:: Task details ::
Extract exactly and only the lines of the data below, starting at the line with "of the green" and stopping after the final line.
---
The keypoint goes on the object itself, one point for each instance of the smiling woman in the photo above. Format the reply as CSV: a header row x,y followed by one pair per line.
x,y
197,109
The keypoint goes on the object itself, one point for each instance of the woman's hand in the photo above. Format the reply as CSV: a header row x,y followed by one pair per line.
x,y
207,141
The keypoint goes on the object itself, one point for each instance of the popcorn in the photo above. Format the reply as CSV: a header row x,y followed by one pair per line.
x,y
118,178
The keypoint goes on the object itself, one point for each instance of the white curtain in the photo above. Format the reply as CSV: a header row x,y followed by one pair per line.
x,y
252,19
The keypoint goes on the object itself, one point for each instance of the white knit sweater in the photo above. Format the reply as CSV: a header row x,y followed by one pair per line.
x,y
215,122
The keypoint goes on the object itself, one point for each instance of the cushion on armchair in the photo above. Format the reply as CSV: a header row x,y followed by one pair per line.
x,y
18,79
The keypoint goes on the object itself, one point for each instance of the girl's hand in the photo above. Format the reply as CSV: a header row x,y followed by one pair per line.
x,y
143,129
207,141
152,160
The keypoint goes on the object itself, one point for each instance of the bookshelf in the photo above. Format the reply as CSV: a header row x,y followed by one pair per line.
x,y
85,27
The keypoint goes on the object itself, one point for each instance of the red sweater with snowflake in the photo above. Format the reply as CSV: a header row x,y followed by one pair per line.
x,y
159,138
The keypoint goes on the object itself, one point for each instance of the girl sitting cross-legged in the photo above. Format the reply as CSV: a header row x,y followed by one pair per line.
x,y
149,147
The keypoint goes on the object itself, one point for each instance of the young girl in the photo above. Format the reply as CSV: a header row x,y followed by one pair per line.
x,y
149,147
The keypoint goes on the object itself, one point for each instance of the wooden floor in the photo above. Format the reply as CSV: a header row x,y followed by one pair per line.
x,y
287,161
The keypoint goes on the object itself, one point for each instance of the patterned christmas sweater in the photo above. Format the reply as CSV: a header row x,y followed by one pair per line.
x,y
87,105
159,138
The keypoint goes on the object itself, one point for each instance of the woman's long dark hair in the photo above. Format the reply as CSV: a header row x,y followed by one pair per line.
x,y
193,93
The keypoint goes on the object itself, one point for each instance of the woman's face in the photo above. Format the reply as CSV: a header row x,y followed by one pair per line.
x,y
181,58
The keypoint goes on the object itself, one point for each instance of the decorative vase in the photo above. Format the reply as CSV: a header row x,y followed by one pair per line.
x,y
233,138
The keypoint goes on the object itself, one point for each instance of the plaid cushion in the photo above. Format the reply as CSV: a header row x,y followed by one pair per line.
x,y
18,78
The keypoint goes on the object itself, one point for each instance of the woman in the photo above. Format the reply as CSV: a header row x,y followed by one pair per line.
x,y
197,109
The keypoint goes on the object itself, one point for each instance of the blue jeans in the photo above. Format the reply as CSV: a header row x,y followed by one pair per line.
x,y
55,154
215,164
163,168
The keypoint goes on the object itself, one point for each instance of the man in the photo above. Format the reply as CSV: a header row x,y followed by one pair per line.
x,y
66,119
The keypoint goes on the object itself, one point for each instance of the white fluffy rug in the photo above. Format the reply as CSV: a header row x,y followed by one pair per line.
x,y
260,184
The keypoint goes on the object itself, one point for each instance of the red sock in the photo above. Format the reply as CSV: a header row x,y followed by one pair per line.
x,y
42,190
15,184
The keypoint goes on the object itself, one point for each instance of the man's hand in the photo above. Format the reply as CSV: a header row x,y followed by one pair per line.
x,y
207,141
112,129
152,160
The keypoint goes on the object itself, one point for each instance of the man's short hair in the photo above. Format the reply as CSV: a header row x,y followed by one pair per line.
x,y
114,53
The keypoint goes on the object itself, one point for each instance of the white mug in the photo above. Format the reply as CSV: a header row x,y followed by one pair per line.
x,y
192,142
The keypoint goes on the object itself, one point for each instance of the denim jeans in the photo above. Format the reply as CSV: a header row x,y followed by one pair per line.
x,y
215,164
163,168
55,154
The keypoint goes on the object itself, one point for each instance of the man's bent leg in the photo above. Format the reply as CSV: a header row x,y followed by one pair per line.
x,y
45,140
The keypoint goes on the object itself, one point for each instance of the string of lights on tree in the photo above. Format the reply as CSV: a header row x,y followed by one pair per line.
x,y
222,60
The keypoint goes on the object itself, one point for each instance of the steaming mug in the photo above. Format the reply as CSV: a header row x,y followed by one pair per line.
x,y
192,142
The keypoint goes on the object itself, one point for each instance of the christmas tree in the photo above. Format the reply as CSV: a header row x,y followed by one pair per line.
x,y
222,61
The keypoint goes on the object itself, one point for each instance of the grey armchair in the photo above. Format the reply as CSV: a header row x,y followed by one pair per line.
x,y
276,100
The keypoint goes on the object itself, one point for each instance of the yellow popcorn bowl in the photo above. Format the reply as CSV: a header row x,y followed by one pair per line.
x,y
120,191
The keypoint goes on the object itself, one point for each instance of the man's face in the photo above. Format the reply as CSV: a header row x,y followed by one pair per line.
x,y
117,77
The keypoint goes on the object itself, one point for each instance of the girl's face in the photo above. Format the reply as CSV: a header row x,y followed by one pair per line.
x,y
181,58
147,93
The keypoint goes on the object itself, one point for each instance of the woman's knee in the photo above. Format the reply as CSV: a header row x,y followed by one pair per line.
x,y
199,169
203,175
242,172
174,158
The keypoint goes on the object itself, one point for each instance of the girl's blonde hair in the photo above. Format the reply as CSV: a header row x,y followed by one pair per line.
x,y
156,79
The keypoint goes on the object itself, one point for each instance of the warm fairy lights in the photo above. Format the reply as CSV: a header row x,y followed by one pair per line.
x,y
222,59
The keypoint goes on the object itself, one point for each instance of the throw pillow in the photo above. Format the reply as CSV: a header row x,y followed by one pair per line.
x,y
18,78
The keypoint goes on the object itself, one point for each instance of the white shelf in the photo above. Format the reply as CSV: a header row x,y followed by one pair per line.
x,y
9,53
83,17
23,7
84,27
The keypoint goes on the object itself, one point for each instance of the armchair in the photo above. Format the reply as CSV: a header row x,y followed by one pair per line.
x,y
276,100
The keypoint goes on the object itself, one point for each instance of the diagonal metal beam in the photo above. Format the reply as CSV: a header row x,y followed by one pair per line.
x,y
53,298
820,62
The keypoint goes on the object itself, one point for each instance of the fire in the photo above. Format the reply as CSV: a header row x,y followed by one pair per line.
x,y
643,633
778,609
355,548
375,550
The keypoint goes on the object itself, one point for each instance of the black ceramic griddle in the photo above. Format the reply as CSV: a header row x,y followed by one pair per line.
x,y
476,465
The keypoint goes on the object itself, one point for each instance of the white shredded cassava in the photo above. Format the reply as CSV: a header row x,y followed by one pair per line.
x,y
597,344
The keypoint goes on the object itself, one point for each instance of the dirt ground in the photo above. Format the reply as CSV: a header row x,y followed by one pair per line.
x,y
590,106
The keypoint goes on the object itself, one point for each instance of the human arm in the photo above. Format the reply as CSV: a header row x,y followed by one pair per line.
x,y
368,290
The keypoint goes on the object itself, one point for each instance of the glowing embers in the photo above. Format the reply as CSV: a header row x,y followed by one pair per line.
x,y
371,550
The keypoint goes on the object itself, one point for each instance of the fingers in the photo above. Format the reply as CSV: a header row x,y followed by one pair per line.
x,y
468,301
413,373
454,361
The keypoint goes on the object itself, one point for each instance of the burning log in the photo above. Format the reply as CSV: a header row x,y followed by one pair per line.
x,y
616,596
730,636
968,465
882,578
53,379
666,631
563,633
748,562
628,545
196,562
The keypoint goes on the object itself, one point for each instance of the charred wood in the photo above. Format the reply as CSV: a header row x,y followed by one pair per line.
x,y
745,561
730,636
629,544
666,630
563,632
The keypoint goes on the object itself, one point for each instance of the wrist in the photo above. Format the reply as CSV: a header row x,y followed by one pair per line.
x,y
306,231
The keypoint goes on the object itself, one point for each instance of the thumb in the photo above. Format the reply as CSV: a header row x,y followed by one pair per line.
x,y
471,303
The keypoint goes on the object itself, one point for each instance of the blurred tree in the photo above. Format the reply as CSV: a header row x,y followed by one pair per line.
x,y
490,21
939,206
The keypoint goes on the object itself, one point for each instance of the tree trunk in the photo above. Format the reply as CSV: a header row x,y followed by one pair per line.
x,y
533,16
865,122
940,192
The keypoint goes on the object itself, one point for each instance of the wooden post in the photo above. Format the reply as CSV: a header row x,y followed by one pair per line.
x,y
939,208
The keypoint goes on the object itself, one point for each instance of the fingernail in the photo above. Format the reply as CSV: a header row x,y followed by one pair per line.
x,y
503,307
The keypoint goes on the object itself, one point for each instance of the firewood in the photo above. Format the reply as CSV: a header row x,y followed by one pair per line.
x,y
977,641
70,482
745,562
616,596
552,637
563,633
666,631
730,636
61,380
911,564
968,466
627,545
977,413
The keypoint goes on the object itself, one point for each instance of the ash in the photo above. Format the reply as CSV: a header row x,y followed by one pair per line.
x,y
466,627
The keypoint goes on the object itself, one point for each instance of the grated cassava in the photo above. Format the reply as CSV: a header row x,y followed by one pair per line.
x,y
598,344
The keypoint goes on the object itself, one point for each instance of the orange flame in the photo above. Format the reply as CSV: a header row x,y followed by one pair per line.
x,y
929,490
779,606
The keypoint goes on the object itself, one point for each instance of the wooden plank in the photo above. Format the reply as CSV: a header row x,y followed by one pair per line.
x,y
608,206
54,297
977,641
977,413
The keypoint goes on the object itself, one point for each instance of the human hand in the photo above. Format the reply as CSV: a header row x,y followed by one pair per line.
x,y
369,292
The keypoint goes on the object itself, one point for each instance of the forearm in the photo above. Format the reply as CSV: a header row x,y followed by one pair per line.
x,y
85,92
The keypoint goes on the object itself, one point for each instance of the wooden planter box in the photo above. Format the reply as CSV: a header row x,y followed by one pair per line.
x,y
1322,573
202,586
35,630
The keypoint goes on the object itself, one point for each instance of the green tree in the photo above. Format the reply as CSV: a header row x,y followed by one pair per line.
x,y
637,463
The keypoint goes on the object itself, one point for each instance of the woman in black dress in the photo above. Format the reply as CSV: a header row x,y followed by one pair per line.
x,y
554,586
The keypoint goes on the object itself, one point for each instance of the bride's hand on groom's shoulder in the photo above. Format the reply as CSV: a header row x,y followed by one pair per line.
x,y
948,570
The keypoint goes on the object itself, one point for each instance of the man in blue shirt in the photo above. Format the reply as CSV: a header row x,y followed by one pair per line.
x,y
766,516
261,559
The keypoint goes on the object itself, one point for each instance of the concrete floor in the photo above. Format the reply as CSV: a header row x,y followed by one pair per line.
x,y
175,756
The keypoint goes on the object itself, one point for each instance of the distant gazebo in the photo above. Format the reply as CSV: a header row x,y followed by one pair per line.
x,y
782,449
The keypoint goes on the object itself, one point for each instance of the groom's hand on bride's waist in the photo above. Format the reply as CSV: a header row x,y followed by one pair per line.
---
:: Solved exercise ::
The keypoint goes on the object itself, one point for each instance of the green tree in the photo above. Format the reply as CSV: a header row x,y followed by one pair per line.
x,y
637,463
The keypoint goes on the object itself, one point for each instance of the woman in black dress in the photo above. Format the reply as CSV: a header row x,y followed by one pair per line.
x,y
554,586
The keypoint goes on the object itself, one point for each instance of the bride's hand on groom's shoulder in the photo above. Format the reply as CSV: a header row x,y followed by one pair per line.
x,y
948,570
The keypoint goes on the object itself, one point for each instance of the man in blue shirt in the photo above. Format the reply as CSV: a header row x,y followed by one pair per line.
x,y
766,516
261,559
The keypoint goes on the object itself, one point for each instance of the concrete floor in the photo above. Format the reply as CSV: a header row x,y followed by one pair per line.
x,y
175,756
The keypoint goes on the object itself, one point for each instance of the distant gazebo in the photo above. Format the reply as CSV: a header row x,y followed by one pair per line.
x,y
782,449
The keypoint goes on the object itself, one point for each instance of the groom's hand on bride's waist in the photo above. Format the reply as CSV: a header row x,y followed by one pair per line.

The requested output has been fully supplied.